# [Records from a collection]
□ □ □

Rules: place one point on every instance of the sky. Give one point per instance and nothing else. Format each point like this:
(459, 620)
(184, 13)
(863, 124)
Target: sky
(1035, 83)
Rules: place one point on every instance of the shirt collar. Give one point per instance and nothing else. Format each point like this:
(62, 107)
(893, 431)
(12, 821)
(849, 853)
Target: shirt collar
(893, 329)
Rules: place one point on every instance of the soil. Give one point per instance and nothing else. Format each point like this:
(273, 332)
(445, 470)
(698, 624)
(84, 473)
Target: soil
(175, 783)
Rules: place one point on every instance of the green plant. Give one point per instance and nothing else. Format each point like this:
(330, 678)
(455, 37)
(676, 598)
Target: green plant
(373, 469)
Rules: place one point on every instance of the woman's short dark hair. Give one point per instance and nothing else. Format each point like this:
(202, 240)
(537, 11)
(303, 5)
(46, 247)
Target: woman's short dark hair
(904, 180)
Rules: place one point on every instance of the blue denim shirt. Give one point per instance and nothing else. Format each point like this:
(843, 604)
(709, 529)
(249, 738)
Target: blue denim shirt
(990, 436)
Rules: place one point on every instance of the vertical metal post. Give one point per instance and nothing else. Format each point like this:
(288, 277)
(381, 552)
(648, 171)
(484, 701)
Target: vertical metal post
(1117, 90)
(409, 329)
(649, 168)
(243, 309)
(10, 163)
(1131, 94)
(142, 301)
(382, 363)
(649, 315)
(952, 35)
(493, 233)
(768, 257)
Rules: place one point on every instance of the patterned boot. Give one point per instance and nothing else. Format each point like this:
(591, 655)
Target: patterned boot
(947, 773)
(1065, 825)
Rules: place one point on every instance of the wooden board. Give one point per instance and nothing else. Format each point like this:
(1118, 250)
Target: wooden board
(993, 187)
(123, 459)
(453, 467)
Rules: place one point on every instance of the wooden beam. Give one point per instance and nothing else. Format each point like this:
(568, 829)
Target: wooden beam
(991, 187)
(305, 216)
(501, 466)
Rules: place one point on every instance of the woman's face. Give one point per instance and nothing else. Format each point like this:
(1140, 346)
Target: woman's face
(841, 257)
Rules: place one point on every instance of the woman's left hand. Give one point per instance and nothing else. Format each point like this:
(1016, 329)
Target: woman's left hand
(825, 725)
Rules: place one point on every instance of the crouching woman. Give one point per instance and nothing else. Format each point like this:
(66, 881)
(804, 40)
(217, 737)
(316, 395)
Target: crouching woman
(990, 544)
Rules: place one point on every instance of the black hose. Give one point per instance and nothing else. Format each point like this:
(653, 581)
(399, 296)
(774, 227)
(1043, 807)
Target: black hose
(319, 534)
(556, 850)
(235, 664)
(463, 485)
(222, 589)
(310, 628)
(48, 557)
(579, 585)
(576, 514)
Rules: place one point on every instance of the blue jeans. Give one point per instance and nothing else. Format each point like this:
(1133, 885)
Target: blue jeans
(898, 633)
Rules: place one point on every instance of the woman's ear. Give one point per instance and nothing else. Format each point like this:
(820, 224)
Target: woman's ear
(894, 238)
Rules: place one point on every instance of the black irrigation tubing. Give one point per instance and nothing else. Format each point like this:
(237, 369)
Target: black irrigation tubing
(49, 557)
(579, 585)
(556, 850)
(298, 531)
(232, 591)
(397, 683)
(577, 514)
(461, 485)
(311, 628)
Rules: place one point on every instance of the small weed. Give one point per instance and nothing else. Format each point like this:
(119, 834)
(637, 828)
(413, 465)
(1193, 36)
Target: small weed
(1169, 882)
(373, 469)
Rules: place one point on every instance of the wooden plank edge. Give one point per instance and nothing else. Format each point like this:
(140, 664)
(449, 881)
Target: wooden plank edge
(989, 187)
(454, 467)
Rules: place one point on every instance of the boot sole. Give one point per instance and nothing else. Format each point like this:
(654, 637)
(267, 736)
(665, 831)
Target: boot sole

□ □ □

Repeat the lines from the one containing "Rules: place one point on every instance of the small" through the end of the listing, exactly and without any other lines; both ends are included.

Rules: place one point on every instance of the small weed. Give one point per instance and nothing else. Format each point like this:
(119, 834)
(637, 828)
(413, 465)
(1193, 36)
Target: small weed
(1169, 882)
(373, 469)
Rules: place one point on every instance of the wooden plank edge. Give one point per instance and nothing else. Format each point like this:
(140, 664)
(449, 881)
Target: wooden plank edge
(989, 187)
(454, 467)
Rules: place one point on every instance of the boot sole. Give one point per instance and nothing else. Format each point like this:
(654, 637)
(267, 736)
(665, 831)
Target: boot sole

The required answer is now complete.